§ AIM OF THE EXERCISE
All lines from the one containing "Reviewer note: check that every instance of the girl's blonde" through the end of the data below must be reproduced exactly, and no others.

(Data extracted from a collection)

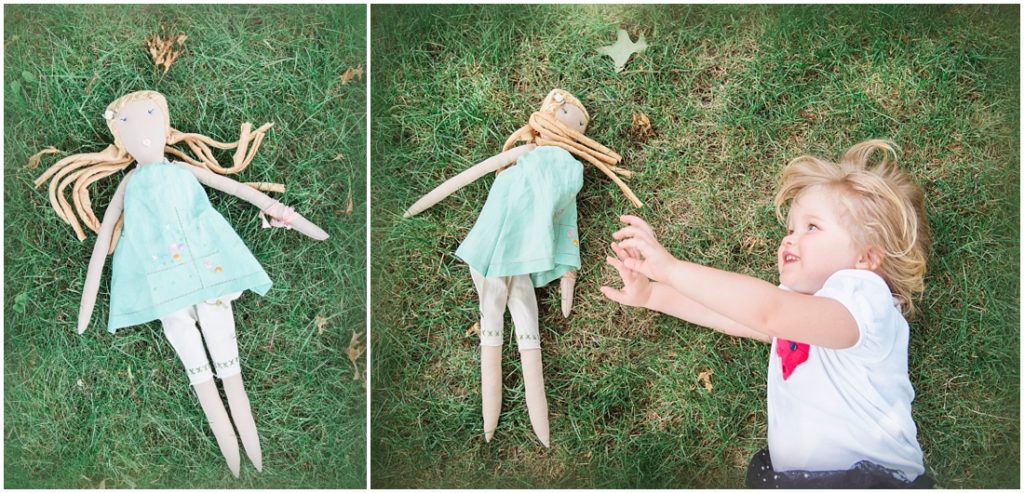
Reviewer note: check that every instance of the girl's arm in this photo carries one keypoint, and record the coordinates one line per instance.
(99, 251)
(670, 301)
(256, 198)
(752, 302)
(453, 185)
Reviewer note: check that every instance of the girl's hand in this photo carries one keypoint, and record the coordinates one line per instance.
(636, 287)
(647, 256)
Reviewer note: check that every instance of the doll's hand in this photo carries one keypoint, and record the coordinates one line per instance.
(281, 216)
(636, 287)
(284, 216)
(646, 255)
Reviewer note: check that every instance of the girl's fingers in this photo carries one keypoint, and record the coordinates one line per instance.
(636, 245)
(633, 232)
(620, 251)
(613, 294)
(623, 272)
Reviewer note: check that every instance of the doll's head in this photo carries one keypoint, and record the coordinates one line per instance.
(140, 125)
(566, 109)
(561, 121)
(881, 209)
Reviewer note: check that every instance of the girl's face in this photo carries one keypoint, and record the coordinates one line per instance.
(818, 243)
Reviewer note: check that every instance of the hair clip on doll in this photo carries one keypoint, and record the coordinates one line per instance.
(177, 259)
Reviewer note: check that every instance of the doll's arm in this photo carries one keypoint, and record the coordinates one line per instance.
(99, 251)
(256, 198)
(567, 286)
(468, 176)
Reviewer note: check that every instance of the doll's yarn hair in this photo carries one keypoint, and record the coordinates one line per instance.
(574, 141)
(882, 206)
(81, 170)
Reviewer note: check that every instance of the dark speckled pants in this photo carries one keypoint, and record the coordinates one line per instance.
(864, 475)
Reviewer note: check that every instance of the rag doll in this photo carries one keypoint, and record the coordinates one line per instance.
(526, 237)
(175, 258)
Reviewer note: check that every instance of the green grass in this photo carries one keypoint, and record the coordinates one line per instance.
(101, 410)
(733, 92)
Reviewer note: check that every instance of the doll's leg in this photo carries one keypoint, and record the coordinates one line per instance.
(494, 294)
(522, 305)
(180, 330)
(217, 322)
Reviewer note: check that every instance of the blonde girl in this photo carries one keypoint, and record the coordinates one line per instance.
(850, 266)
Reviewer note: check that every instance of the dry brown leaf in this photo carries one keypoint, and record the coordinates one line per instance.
(355, 350)
(705, 378)
(473, 329)
(88, 87)
(164, 49)
(641, 127)
(36, 158)
(350, 74)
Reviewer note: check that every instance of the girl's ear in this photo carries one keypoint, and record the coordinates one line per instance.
(870, 258)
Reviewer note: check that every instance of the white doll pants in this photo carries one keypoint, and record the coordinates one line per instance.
(216, 327)
(517, 293)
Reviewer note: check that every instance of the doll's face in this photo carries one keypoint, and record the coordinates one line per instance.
(140, 124)
(572, 117)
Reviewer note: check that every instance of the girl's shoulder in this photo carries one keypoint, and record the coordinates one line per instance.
(869, 300)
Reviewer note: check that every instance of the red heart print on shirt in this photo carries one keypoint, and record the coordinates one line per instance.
(792, 354)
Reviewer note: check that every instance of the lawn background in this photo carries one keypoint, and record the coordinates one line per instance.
(116, 411)
(732, 93)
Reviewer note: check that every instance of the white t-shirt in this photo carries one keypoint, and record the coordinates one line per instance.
(838, 407)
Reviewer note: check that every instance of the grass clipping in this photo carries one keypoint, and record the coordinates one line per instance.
(164, 49)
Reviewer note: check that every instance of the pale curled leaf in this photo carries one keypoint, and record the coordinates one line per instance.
(354, 351)
(641, 127)
(350, 74)
(705, 378)
(623, 49)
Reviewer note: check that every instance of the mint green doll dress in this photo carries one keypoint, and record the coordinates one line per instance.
(528, 222)
(174, 250)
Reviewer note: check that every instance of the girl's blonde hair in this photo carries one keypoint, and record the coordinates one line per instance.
(85, 169)
(574, 141)
(884, 209)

§ WRITTEN SOLUTION
Reviewer note: check that every instance of the girl's blonde hair in this photo carries one keypoint, and record the coordinates one line per instance.
(85, 169)
(574, 141)
(884, 209)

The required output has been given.